* [Goal of the exercise]: In the text on reforming Poland's abortion law, how many signatures is the Yes for Women initiative seeking to gather?

This is the background to the decision by feminist NGOs, informal groups and academic centres for gender studies to seek to reform the extremely restrictive law governing abortions in Poland. They prepared an independent initiative called Tak dla Kobiet (Yes for Women) whose centrepiece was a draft bill - the "law on responsible parenthood and other reproductive rights" - that if passed would guarantee four rights (to self-determination in the field of reproduction, information and counselling, medical care and material help, and sex education appropriate to age and the needs of pupils). The initiative is currently seeking to gather the 100,000 signatures from people opposed to the encroachment on women's rights represented by the 1993 law.

There are precedents too of this kind of campaign. In 2000, the so-called Manifa - an early, and continuing, example of feminist protest - walked through Warsaw's streets to demand the liberalisation of the anti-abortion bill; in 2002, the "letter of 100 women" (from the fields of science, culture, and education) denounced the "bartering away" of women's rights in exchange for the Catholic church's support for Poland's entry to the European Union. What is different about Yes for Women is that it involves a vast mobilisation of citizens on a topic that for twenty years has been discussed solely by politicians and priests.

* [Entries shown]:
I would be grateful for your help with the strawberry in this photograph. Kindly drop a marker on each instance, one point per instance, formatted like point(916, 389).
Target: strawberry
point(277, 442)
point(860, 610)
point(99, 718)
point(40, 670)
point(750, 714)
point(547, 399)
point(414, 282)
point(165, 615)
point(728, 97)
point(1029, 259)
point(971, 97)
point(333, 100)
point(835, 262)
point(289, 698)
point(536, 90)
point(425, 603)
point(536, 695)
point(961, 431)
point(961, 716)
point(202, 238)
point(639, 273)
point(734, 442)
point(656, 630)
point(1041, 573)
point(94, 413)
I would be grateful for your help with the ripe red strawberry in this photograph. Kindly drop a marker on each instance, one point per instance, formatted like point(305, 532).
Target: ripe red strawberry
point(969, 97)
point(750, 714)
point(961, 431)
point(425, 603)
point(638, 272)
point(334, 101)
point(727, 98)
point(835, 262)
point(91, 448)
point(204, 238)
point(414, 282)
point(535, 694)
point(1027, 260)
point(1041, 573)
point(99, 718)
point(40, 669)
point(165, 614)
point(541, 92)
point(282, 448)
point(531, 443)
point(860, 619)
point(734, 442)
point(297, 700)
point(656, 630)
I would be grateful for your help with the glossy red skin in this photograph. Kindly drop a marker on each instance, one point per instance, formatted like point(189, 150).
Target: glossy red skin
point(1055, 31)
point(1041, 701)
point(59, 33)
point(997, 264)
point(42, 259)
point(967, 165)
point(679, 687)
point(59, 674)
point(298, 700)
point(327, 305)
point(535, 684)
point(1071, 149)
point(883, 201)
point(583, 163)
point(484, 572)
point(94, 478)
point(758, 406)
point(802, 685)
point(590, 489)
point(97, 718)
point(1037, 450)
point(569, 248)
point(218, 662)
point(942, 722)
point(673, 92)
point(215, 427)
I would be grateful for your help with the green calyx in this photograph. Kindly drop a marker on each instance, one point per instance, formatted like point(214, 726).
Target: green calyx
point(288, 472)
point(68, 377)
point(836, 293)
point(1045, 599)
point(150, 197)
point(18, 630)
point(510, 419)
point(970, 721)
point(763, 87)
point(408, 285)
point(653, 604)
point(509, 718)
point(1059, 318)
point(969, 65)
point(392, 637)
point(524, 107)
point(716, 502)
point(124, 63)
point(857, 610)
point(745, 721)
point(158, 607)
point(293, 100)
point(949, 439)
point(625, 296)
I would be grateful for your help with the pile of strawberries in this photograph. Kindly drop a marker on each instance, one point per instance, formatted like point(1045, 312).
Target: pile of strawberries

* [Answer area]: 100,000 signatures.